◆ **Exercise**:
Each record below should be given again exactly as it reads.

Data provided START

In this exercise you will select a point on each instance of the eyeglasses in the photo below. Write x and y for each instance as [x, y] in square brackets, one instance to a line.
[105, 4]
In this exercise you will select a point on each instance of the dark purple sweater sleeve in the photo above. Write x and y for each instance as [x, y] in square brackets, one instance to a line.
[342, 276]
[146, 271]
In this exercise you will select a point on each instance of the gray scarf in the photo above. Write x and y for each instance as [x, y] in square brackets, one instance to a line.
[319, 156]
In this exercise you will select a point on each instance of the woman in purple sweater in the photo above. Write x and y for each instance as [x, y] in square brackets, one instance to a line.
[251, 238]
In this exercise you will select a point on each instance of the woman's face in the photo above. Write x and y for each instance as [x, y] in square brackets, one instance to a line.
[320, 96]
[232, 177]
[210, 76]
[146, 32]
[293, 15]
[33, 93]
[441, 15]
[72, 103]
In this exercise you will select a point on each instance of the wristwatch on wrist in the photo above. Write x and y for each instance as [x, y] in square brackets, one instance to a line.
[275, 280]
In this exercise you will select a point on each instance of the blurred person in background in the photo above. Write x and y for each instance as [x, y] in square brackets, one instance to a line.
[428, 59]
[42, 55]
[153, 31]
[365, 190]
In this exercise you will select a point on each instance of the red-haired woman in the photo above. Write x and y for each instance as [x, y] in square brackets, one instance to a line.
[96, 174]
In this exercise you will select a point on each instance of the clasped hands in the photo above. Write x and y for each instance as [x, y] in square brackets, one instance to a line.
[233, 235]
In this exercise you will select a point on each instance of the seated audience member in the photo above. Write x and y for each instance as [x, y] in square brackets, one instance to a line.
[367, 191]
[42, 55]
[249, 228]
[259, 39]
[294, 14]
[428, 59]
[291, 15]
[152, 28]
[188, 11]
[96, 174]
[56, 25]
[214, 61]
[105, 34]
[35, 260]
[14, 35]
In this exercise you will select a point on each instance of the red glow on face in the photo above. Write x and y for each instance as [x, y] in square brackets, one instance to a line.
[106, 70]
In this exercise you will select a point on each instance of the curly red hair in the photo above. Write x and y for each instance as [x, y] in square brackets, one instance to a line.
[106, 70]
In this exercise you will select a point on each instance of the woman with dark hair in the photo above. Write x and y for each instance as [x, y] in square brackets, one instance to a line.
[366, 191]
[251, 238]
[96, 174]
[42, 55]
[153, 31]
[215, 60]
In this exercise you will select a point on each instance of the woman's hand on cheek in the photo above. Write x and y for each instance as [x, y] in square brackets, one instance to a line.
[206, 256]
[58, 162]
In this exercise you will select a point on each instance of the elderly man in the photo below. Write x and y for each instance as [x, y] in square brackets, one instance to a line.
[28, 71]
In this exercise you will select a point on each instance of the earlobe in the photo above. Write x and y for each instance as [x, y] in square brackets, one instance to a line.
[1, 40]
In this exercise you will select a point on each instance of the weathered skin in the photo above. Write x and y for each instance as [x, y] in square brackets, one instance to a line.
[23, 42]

Data provided END

◆ **Your response**:
In this exercise you will select a point on each instance of the eyeglasses in the photo below. Write x and y for each instance as [x, y] in square brackets, one instance to a line.
[105, 4]
In this exercise you will select a point on each instance of the dark purple sweater sleeve in the photo above. Write x and y for each instance as [x, y] in square brackets, one instance to a line.
[342, 276]
[146, 271]
In this exercise you will select a point on each instance of the gray scarf in the photo above. Write x and y for each instance as [x, y] in square brackets, one instance to a line.
[319, 156]
In this exercise you will select a point on each instance of the woman in purple sweater in the photo above. Write x and y for each instance as [x, y] in square brackets, one instance to a line.
[251, 238]
In this exercise you will select a point on each instance of the woman's face in the photo above. Write x and y for each instance as [x, y] in square brackets, one instance to a line.
[320, 96]
[232, 177]
[210, 76]
[146, 32]
[293, 15]
[33, 93]
[441, 15]
[72, 103]
In this exercise you will select a point on each instance of the wristwatch on wrist in the photo above. Write x and y for each instance as [x, y] in square brackets, one instance to a line.
[275, 280]
In this exercise you will select a point on each instance of the blurred person in background in the photo above. Write x and y for each instance as [x, y] in square brackets, one instance to a line.
[428, 59]
[42, 55]
[153, 31]
[365, 190]
In this exercise you will select a point on each instance of the red-haired woman in the photo above. Write x and y for each instance as [x, y] in square brackets, one instance to a line.
[96, 174]
In this exercise you will select a point on each instance of the clasped hands in the photo above. Write x and y for each instance as [x, y] in square brackets, one instance to a line.
[233, 235]
In this exercise you will select a point on each instance of the seated audience member in the photo above. Write x and y for each instance as [x, y] in square brackets, one instance to a line.
[367, 191]
[42, 55]
[249, 228]
[259, 39]
[294, 14]
[428, 59]
[291, 15]
[152, 28]
[188, 11]
[96, 174]
[56, 25]
[214, 61]
[105, 34]
[35, 260]
[14, 35]
In this exercise you will select a point on each instance of the red glow on face in the photo above. Write x and y for each instance as [x, y] in square brackets, one instance to a line.
[106, 70]
In this exercise you will select a point on each instance of the curly red hair in the photo above. Write x and y for each instance as [x, y] in square brackets, one instance to a line.
[106, 70]
In this exercise you will select a point on each instance of the woman with dark hair in the photo above. Write x and y for each instance as [x, y] in square brackets, one instance to a line.
[366, 191]
[251, 238]
[96, 174]
[42, 55]
[153, 31]
[215, 60]
In this exercise you will select a point on each instance of the woman's hand on cheek in the photo above. Write x and y for each instance as [x, y] in square brackets, one instance to a line.
[206, 256]
[58, 162]
In this exercise you will select a point on each instance of the elderly man in the photo below. Write x and y for each instance as [x, y] in square brackets, one instance to a line.
[28, 71]
In this exercise you will select a point on each instance of the earlobe in the photo above. Write x and y for each instance as [x, y] in square brackets, one instance to a line.
[1, 40]
In this exercise you will select a point on each instance of the weathered skin in the photo above. Write x and y for each instance as [x, y] in square brackets, one instance to a line.
[23, 42]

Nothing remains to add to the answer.